Los evaluadores internacionales califican a nuestro país de forma habitual entre los mejores del mundo en materia de limpieza del proceso electoral, eficiencia en la organización de elecciones y respeto al pluralismo político. El prestigioso índice V-Dem de la Universidad de Gotemburgo acaba de situar en su último informe a España en el puesto 11 a nivel global en esta materia, junto a las democracias más avanzadas y por delante de países como Alemania, Reino Unido, Finlandia o Estados Unidos. 

Además, se trata de una valoración positiva que resulta comprobable con datos que están a la vista. Lo sabemos quienes ejercemos funciones en las juntas electorales o en los más diversos organismos. Lo saben quienes han desempeñado puestos en las mesas y también los interventores de los partidos. Lo sabe nuestra propia ciudadanía, que es muy exigente con el juego limpio en el proceso electoral. Nos hemos superado en ese campo como sociedad, porque apenas hay irregularidades en los comicios. Como regla general, el escrutinio se realiza correctamente, el resultado se difunde en pocas horas y todas las fuerzas políticas lo aceptan sin reservas. Hay democracias más antiguas que la nuestra en las que estas cuestiones siguen siendo problemáticas.

No se trata de lanzar las campanas al vuelo. Los mismos evaluadores internacionales que nos elogian en esta cuestión también nos reprochan cada año que se nos han enquistado alarmantes problemas de corrupción política, que sufrimos graves injerencias partidistas en el poder judicial y que los niveles de participación ciudadana en la democracia (más allá de esas citas con las urnas) son más bien raquíticos. En esos otros apartados, las puntuaciones de España están alejadas de las democracias más avanzadas. En cambio, en el componente electoral hemos evolucionado muy favorablemente y deberíamos estar orgullosos de ello.

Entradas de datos
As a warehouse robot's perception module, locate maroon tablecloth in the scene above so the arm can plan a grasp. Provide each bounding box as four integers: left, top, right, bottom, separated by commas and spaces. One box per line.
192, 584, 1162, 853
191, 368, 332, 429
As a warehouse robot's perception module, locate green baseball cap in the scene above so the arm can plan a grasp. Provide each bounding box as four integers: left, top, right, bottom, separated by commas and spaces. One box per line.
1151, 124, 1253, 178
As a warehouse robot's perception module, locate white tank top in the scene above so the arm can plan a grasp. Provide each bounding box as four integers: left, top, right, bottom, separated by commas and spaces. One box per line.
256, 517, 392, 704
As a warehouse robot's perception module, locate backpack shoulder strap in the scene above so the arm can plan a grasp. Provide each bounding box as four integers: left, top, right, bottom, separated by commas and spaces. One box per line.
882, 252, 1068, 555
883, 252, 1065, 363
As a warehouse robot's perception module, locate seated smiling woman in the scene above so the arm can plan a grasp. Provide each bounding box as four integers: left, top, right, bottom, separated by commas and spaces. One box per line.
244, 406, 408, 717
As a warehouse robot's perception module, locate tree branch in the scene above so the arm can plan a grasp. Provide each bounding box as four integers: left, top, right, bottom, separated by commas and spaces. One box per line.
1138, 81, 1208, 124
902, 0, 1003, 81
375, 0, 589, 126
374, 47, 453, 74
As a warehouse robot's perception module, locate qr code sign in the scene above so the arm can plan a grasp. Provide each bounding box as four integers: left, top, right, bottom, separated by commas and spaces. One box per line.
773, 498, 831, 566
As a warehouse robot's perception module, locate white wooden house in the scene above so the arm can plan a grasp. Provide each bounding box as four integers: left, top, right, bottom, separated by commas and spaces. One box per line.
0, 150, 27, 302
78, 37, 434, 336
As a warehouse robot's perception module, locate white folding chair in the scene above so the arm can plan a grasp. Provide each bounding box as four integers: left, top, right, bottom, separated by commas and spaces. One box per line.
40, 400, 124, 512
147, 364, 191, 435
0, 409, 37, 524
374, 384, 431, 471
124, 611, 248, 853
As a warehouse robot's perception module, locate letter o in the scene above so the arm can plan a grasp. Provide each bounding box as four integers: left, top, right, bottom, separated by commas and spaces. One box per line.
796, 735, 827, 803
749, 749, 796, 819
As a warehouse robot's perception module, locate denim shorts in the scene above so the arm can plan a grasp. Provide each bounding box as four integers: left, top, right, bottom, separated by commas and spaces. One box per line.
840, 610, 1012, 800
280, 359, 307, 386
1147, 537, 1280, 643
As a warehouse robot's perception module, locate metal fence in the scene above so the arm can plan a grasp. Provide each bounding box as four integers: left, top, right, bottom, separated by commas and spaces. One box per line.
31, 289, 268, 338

— TRABAJO POR REALIZAR —
Copia el pasaje del texto sobre las elecciones en España desde "Además, se trata" hasta "siguen siendo problemáticas.", ambos incluidos, y sustituye "juntas electorales" por "comisiones electorales". Este material procede de una fuente distinta.

— RESPUESTA DEL EJERCICIO —
Además, se trata de una valoración positiva que resulta comprobable con datos que están a la vista. Lo sabemos quienes ejercemos funciones en las comisiones electorales o en los más diversos organismos. Lo saben quienes han desempeñado puestos en las mesas y también los interventores de los partidos. Lo sabe nuestra propia ciudadanía, que es muy exigente con el juego limpio en el proceso electoral. Nos hemos superado en ese campo como sociedad, porque apenas hay irregularidades en los comicios. Como regla general, el escrutinio se realiza correctamente, el resultado se difunde en pocas horas y todas las fuerzas políticas lo aceptan sin reservas. Hay democracias más antiguas que la nuestra en las que estas cuestiones siguen siendo problemáticas.